TASK INSTRUCTIONS — Write out, word for word, the stretch of the thread on fuzzing cURL from "(TXT) w3m dump" through "the core feature.".

[HN Gopher] How we applied fuzzing techniques to cURL
___________________________________________________________________
How we applied fuzzing techniques to cURL
Author : ingve
Score : 174 points
Date : 2024-03-01 15:09 UTC (7 hours ago)
(HTM) web link (blog.trailofbits.com)
(TXT) w3m dump (blog.trailofbits.com)
| SamuelAdams wrote:
| I am curious how much effort goes into creating and maintaining
| unit tests and fuzzing tests. Sometimes it takes longer / more
| lines of code to write thorough tests than it does to implement
| the core feature.
|
| At that point, is it worth the time invested? Every new feature
| can take 2-3 times longer to deliver due to adding tests.
| epistasis wrote:
| There's a tradeoff for sure, but to fully evaluate that
| tradeoff you must also take into account the future time spent
| on the code base, including the amount of time needed to debug
| future features, adopt a new build environment, allow new team
| members to muck around and see what does and does not work...
|
| If it's a small project that won't be extended much, then
| perhaps then re-runnable unit tests may not make the bar as a
| net positive tradeoff. But some time must still be spent
| testing the code, even if it's not tests that are written in
| code.
| avgcorrection wrote:
| The best-case IMO is a test suite where writing the test is
| almost as easy (or maybe easier?) than doing the equivalent
| manual test. The test code is maybe 2-4x longer than the
| change.
|
| The worst case is... arbitrarily bad, to the point of being
| impossible. Test setup is hell because there are too many
| dependencies. You have to mock the "real world" since (again)
| things depend on other things too much and you can't really do
| a simple string-manipulating change without setting up a whole
| environment. Also you introduce bugs in your tests that take
| longer to debug than the real change you are making.
|
| What I feel that we (current project) have fallen into the trap
| of is that there wasn't a test suite from the start. Just
| manual testing. Then when you get to a stage where you feel you
| need one, the code base is not structured to make automated
| testing simple.
| bmcniel wrote:
| Don't test protect against future unintended regressions?
|
| If all code was write-only then testing is probably a waste of
| time but code changes constantly.
| yjftsjthsd-h wrote:
| In the case of curl, the cost/benefit analysis is probably
| skewed by it being deployed on a _massive_ scale, such that any
| bugs in curl have an unusually large impact. If your company 's
| in-house CRM has an exploitable bug, that's _bad_ but the
| impact is just your company. If libcurl has an exploitable bug,
| that 's millions of devices affected.

RECORD EXTRACTS —
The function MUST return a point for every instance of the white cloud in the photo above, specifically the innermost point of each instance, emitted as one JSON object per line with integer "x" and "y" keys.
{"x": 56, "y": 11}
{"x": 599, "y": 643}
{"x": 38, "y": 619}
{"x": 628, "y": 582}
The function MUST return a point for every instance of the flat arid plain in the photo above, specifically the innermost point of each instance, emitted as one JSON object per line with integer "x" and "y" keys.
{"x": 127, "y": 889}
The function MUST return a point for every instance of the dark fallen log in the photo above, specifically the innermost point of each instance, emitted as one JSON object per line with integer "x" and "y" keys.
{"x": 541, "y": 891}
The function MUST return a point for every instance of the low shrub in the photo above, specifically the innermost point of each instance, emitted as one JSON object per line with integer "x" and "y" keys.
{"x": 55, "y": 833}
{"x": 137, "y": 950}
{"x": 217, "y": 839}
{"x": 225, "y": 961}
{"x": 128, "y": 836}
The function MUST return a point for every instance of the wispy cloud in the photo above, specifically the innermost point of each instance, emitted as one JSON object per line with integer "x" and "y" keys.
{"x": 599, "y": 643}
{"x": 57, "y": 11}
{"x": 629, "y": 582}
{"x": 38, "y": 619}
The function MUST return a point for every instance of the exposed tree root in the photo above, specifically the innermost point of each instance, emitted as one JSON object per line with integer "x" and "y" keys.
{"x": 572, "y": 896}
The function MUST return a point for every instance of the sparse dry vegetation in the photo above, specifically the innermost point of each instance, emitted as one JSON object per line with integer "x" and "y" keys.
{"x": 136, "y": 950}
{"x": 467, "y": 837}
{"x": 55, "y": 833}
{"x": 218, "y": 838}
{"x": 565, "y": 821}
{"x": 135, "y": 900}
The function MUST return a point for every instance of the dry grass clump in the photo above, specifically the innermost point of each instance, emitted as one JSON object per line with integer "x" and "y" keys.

REPLY —
(TXT) w3m dump (blog.trailofbits.com)
| SamuelAdams wrote:
| I am curious how much effort goes into creating and maintaining
| unit tests and fuzzing tests. Sometimes it takes longer / more
| lines of code to write thorough tests than it does to implement
| the core feature.